- _Task requirements_
Quote the records beneath, complete and exact. Leave out images.

╭─ Information supplied

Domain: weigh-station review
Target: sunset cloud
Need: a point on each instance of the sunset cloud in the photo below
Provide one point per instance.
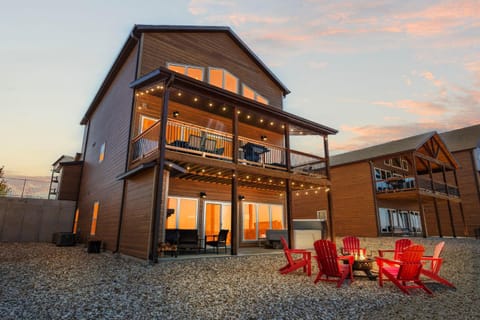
(422, 108)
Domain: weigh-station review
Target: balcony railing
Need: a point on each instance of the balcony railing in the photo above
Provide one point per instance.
(408, 183)
(186, 137)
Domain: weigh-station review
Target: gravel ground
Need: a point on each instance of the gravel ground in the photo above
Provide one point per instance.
(42, 281)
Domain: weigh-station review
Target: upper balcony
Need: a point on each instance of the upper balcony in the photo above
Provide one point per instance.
(422, 185)
(201, 120)
(204, 142)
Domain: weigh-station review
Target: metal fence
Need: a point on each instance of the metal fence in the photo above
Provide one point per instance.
(27, 187)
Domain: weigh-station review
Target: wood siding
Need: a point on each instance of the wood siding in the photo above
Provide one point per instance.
(137, 215)
(109, 124)
(207, 49)
(468, 179)
(305, 206)
(353, 201)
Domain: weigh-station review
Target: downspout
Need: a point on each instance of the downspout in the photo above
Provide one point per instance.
(162, 139)
(375, 203)
(235, 238)
(127, 160)
(288, 191)
(329, 192)
(84, 151)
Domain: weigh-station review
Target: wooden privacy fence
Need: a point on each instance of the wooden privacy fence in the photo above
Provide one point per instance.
(34, 220)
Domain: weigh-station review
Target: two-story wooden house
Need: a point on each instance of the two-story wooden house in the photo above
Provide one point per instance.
(403, 187)
(189, 121)
(464, 144)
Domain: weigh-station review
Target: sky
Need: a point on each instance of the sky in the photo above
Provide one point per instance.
(374, 70)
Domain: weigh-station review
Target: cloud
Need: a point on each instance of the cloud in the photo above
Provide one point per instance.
(474, 67)
(423, 108)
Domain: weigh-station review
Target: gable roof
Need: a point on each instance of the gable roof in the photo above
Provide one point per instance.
(462, 139)
(134, 38)
(381, 150)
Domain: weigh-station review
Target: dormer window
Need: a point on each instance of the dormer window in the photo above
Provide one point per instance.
(223, 79)
(191, 71)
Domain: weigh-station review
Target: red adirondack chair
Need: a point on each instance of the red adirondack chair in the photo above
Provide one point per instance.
(330, 264)
(351, 245)
(400, 245)
(435, 265)
(405, 272)
(294, 264)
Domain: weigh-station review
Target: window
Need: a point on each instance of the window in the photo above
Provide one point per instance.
(259, 217)
(223, 79)
(252, 94)
(185, 214)
(75, 221)
(93, 228)
(397, 162)
(146, 122)
(101, 156)
(248, 92)
(191, 71)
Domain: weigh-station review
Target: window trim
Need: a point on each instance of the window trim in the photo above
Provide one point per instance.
(177, 211)
(256, 204)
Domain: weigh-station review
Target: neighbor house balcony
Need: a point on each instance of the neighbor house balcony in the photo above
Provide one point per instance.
(198, 141)
(421, 184)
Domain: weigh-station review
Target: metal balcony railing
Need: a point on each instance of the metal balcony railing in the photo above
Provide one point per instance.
(409, 183)
(207, 142)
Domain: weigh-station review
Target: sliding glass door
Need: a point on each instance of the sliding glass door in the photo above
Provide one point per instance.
(217, 216)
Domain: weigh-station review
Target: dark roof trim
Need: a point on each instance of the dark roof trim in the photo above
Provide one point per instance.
(133, 39)
(164, 28)
(188, 82)
(71, 163)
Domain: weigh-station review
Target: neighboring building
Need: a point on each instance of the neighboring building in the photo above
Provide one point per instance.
(403, 187)
(464, 144)
(189, 119)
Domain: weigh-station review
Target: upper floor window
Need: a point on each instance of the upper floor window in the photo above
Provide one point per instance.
(397, 162)
(191, 71)
(223, 79)
(252, 94)
(93, 228)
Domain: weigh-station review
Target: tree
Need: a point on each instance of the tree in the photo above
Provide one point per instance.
(4, 189)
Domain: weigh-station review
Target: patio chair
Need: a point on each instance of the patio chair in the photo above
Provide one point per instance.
(351, 245)
(218, 241)
(404, 273)
(435, 265)
(400, 245)
(195, 142)
(295, 263)
(330, 264)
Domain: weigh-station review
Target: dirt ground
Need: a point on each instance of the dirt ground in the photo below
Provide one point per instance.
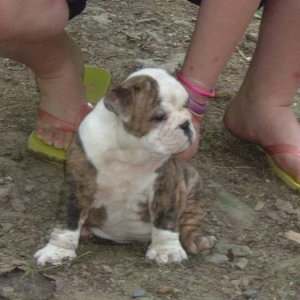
(247, 208)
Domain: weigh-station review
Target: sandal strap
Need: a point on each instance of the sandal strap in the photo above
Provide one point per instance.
(194, 88)
(282, 148)
(61, 125)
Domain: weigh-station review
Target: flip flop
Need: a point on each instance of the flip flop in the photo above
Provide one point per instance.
(285, 177)
(96, 81)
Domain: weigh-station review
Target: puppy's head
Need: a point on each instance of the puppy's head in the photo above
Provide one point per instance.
(151, 105)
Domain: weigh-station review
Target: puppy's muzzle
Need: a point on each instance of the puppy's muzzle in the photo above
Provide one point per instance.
(186, 127)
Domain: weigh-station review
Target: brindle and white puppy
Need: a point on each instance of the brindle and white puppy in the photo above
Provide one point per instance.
(122, 181)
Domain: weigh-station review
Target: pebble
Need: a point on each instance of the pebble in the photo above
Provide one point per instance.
(285, 206)
(17, 204)
(250, 293)
(217, 259)
(253, 37)
(242, 263)
(4, 192)
(237, 250)
(259, 206)
(139, 292)
(107, 269)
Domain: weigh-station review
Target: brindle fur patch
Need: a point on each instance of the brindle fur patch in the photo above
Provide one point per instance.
(96, 217)
(138, 102)
(176, 205)
(80, 186)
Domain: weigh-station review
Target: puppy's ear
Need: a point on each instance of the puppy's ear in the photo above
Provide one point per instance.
(133, 91)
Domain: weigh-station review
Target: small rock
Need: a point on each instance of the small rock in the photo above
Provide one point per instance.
(167, 290)
(6, 227)
(29, 188)
(4, 192)
(107, 269)
(259, 206)
(285, 206)
(139, 292)
(102, 19)
(217, 259)
(252, 37)
(17, 204)
(242, 263)
(250, 293)
(237, 250)
(236, 283)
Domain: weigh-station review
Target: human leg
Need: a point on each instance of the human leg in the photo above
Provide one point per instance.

╰─

- _The completed task_
Domain: weigh-station review
Target: sunset cloud
Need: a point on each instance of the sunset cloud in the photo below
Provide one point per instance.
(422, 108)
Domain: weigh-station review
Target: balcony railing
Need: a point on each instance of the balcony railing in the photo above
Provide one point per instance.
(408, 183)
(186, 137)
Domain: weigh-station review
Target: gravel ground
Need: a point on each instance of the gravel ground in the photo above
Provide one point per instance.
(42, 281)
Domain: weigh-station review
Target: upper balcony
Need: a point on each instance of the upper balcony in the photo above
Provide one point per instance.
(422, 185)
(201, 120)
(204, 142)
Domain: weigh-station review
Target: metal fence
Need: a point on each instance of the metal fence in the photo above
Provide one point per instance.
(27, 187)
Domain: weigh-station review
Target: wood siding
Need: a point on each instance of the wood siding in the photo above
Provide one point per instance.
(137, 215)
(109, 124)
(207, 49)
(468, 179)
(305, 206)
(353, 201)
Domain: weigh-station review
Target: downspout
Need: a point on each instance of the downspout in the photo above
Provide one point per instance.
(162, 139)
(375, 203)
(235, 238)
(127, 160)
(288, 191)
(329, 192)
(84, 151)
Domain: weigh-station review
Target: wooden privacy fence
Need: a point on each instance of the wooden privacy fence in the photo above
Provide one point per instance.
(34, 220)
Domain: weigh-station review
Target: two-story wooden house
Need: a point on each instance of the two-story wooden house in the photo above
Provide one point per instance.
(403, 187)
(189, 121)
(464, 144)
Domain: weigh-station review
Target: sky
Need: a point on each instance of the sky in the photo above
Provide one point per instance.
(374, 70)
Domain: weigh-station review
Target: cloud
Need: a point on each instance of the cloud in the photo above
Provide one point per instance.
(474, 67)
(423, 108)
Domain: weigh-station review
Target: gable roof
Need: a point on each instance of the gable roof in the photo above
Provide one point per instance.
(462, 139)
(134, 38)
(381, 150)
Domain: weigh-station review
Target: dormer window
Need: a point on each instance of the dormer window in the photo above
Provide one point per instance.
(223, 79)
(191, 71)
Domain: weigh-station review
Target: red adirondack chair
Need: a point on each instance of the red adirondack chair in the photo above
Provide one point per instance.
(330, 264)
(351, 245)
(400, 245)
(435, 265)
(405, 272)
(294, 264)
Domain: weigh-station review
Target: window
Need: a point on each instance of the window in the photo above
Provide one point per instance.
(259, 217)
(223, 79)
(252, 94)
(185, 214)
(75, 221)
(93, 228)
(397, 162)
(146, 122)
(101, 156)
(248, 92)
(191, 71)
Domain: weigh-station review
Target: window trim
Need: a point on each instance of the window trim in the photo above
Provide one point per instance.
(177, 211)
(256, 204)
Domain: weigh-station review
Target: neighbor house balcony
Need: a point on each instance of the neighbor house balcony in the photo above
Provide one point per instance.
(198, 141)
(421, 184)
Domain: weigh-station review
Target: metal balcony railing
Need: a point on each instance of the metal balcony railing in the photo above
Provide one point per instance.
(409, 183)
(207, 142)
Domain: weigh-station review
Target: sliding glass door
Need: a point on each instance of the sliding glass door in the photo above
Provide one point per instance.
(217, 216)
Domain: weigh-station review
Target: dark roof trim
Need: a point on each instance of the dark roof trim in the photo above
Provide one point per instance.
(133, 39)
(164, 28)
(188, 82)
(71, 163)
Domain: weigh-station review
Target: neighboring building
Need: a point on each instance of the neighboring building in the photo above
Provide one point per instance.
(403, 187)
(464, 144)
(189, 119)
Domain: weigh-station review
Target: upper floor window
Need: a point on each instance of the upper floor window in the photo above
Provide one point per instance.
(397, 162)
(191, 71)
(223, 79)
(252, 94)
(93, 228)
Domain: weigh-station review
Target: tree
Need: a point on each instance of the tree in the photo above
Provide one point per instance.
(4, 189)
Domain: weigh-station review
Target: patio chair
Need: a point on each instance of the patio chair in the photo above
Provide one point per instance.
(351, 245)
(218, 241)
(404, 273)
(435, 265)
(400, 245)
(195, 142)
(295, 263)
(330, 264)
Domain: weigh-station review
Target: dirt ground
Need: a point on each instance of the dirt ground in the photo below
Provide one point per instance.
(247, 208)
Domain: weigh-station review
Target: sandal strap
Need: a point on each instance of the sandal strap in the photo above
Provide one point per instance.
(194, 88)
(282, 148)
(61, 125)
Domain: weigh-station review
Target: flip flop
Need: a point on each instance of the flip flop in the photo above
Provide one point per instance.
(285, 177)
(96, 81)
Domain: weigh-station review
Target: puppy's head
Need: a point on each instance of the puppy's head in the photo above
Provide one point per instance.
(151, 105)
Domain: weigh-station review
Target: puppy's muzzle
Need: a point on each instance of the puppy's muzzle in the photo above
Provide one point per instance.
(186, 127)
Domain: weigh-station review
Target: brindle and white puppy
Need: a point on each instance of the brindle and white puppy in the photo above
Provide one point per instance.
(122, 181)
Domain: weigh-station review
Target: pebble
Need: a point on each instance of the pebble in the photo above
Provide one point per instance.
(285, 206)
(17, 204)
(250, 293)
(217, 259)
(253, 37)
(242, 263)
(4, 192)
(237, 250)
(259, 206)
(139, 292)
(107, 269)
Domain: weigh-station review
Target: brindle fur patch
Need: a point on each instance of the brindle fur patch in the photo above
Provide one point per instance.
(96, 217)
(138, 102)
(176, 205)
(80, 186)
Domain: weigh-station review
Target: puppy's ear
Need: a point on each instance of the puppy's ear in the photo above
Provide one point per instance.
(133, 91)
Domain: weigh-station review
Target: small rock
Need: a point on each instance of the small rock in the photo above
Provide one point per instance.
(167, 290)
(6, 227)
(29, 188)
(4, 192)
(107, 269)
(259, 206)
(285, 206)
(139, 292)
(102, 19)
(217, 259)
(252, 37)
(17, 204)
(242, 263)
(250, 293)
(237, 250)
(236, 283)
Domain: weigh-station review
Target: human leg
Need: a point on each instance of the human leg in the photo above
Provide one point per instance.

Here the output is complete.